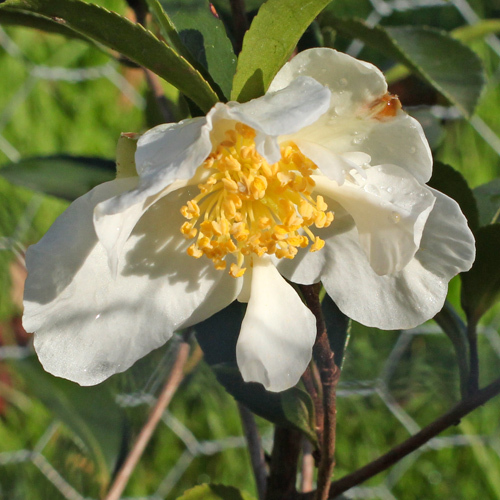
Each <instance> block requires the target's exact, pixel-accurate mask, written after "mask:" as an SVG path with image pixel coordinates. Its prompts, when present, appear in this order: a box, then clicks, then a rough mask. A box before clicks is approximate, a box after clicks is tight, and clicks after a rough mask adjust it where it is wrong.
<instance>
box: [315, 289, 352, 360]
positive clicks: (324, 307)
mask: <svg viewBox="0 0 500 500" xmlns="http://www.w3.org/2000/svg"><path fill="white" fill-rule="evenodd" d="M321 308H322V310H323V317H324V318H325V324H326V329H327V332H328V340H329V342H330V347H331V349H332V351H333V353H334V356H335V364H336V365H337V366H338V367H339V368H342V364H343V363H344V356H345V350H346V348H347V344H348V343H349V337H350V332H351V320H350V319H349V318H348V317H347V316H346V315H345V314H344V313H343V312H342V311H341V310H340V309H339V308H338V307H337V304H335V302H334V301H333V300H332V299H331V298H330V296H329V295H325V297H324V299H323V301H322V302H321Z"/></svg>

+===+

The full listing must come back exactly as written, with its pictures left out.

Each <instance> block requires the target's exact, pixel-accurate mask, written after "mask:" as an SVG path with image pixel coordinates. Its prompts, when present, appear in this order: a box, then clicks, then a rough mask. A box before clicks is approximate, a box after clicks is tight, and clicks after a rough mask adjust it where it is wrong.
<instance>
box: [315, 289, 352, 360]
positive clicks: (324, 307)
mask: <svg viewBox="0 0 500 500" xmlns="http://www.w3.org/2000/svg"><path fill="white" fill-rule="evenodd" d="M321 308H322V310H323V317H324V318H325V324H326V329H327V332H328V340H329V342H330V347H331V349H332V351H333V353H334V356H335V364H336V365H337V366H338V367H339V368H342V364H343V363H344V356H345V350H346V348H347V344H348V343H349V337H350V332H351V320H350V319H349V318H348V317H347V316H346V315H345V314H344V313H343V312H342V311H341V310H340V309H339V308H338V307H337V304H335V302H334V301H333V300H332V299H331V298H330V296H329V295H325V297H324V299H323V301H322V302H321Z"/></svg>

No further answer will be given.